─── Material for this task

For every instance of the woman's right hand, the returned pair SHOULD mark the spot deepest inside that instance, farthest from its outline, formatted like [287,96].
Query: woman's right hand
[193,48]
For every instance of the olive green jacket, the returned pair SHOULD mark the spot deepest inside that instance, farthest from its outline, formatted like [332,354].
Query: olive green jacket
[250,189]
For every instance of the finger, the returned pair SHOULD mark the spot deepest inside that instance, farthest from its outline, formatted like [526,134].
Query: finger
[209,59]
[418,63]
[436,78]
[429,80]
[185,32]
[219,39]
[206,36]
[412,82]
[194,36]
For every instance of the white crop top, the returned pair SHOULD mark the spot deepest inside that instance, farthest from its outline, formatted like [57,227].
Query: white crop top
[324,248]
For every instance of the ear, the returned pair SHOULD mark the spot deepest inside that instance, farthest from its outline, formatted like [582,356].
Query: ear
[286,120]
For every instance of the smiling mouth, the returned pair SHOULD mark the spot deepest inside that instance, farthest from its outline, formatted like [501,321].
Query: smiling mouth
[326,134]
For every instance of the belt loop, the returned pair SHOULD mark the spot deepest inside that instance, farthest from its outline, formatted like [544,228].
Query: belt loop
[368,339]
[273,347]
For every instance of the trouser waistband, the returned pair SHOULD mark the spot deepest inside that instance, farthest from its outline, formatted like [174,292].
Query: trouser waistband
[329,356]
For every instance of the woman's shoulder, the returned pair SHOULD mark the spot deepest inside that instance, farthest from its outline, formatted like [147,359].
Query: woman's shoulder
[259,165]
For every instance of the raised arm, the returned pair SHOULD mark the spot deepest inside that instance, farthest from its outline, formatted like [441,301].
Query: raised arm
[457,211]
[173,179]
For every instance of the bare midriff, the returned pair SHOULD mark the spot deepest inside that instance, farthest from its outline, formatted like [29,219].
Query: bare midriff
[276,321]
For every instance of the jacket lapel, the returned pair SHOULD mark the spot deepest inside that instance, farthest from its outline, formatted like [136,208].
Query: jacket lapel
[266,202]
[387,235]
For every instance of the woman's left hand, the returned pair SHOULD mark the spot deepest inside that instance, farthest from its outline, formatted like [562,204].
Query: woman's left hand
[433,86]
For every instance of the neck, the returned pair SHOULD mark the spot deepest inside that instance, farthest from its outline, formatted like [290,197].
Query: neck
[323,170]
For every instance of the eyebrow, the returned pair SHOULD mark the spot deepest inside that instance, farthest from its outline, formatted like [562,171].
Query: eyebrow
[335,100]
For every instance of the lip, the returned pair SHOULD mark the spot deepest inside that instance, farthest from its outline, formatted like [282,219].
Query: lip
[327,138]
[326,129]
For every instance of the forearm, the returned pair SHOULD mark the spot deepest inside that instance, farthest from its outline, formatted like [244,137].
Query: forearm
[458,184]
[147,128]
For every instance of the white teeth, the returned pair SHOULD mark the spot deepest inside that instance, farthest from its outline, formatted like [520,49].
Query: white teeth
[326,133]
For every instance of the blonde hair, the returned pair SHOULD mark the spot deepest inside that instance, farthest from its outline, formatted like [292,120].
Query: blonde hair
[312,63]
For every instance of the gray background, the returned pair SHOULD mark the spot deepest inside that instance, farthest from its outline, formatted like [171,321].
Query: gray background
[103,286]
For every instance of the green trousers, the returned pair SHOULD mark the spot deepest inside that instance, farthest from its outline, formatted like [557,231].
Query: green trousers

──────

▶ [Short exercise] Print every line of the listing above, word for word, from the line containing "For every instance of the gray" through the last line of the listing.

▶ [Full solution]
For every instance of the gray background, the returned pair SHOULD mark the spot deepest inside that instance, farthest from its outline, formatted like [171,321].
Query: gray background
[103,286]
For every instance of the green trousers, the returned pair SHOULD mark the spot deepest inside that instance, farthest from its outline, formatted like [557,231].
Query: green trousers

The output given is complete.